**PASSAGE PROVIDED**.
.....

My questions is what should be --p-f-primer, --p-r-primer, p-trunc-len, --p-min-length, --p-max-length.
My sequencing data has been generated by using different primers.
thank you again for the reply.
This is essential to know the expected length distributions of any given amplicon, and that information can be retrieved in a number of ways, e.g., from the literature.
As @ChrisKeefe already mentioned, those parameter settings and how to choose them are described in the tutorials and help documentation for the plugin methods, so please see those tutorials for general information.
But the specifics of your primers, amplicons, and experiments are best known to you so beyond the general information given in the tutorial we cannot provide too many specifics (e.g., we cannot do a literature search for you to find expected amplicon length distributions for a given primer pair, also because the effective length depends on your experimental setup).
As far as I understand your problem is that you have different amplicons in your dataset while
qiime feature-classifier extract-reads is asking for a single
--p-f-primer, a single
--p-r-primer, and so on.
This is happening because at this point it is assumed you are analyzing a single amplicon (a region spanned by a single pair of primers), so maybe you should first (before taxonomic assignment) separate your dataset in subsets containing a single amplicon of interest.

.....

**SOURCE DATA**.

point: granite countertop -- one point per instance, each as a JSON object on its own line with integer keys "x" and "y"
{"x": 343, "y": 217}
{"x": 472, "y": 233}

.....

**ACTIONS TO TAKE**.
a - Name every command-line parameter that the forum thread lists in its first sentence.
b - From the forum thread, retype the part that opens with the words containing "As @ChrisKeefe already" and closes with "for general information.".

**TASK RESPONSES**.
a -
- --p-f-primer
- --p-r-primer
- p-trunc-len
- --p-min-length
- --p-max-length

b -
As @ChrisKeefe already mentioned, those parameter settings and how to choose them are described in the tutorials and help documentation for the plugin methods, so please see those tutorials for general information.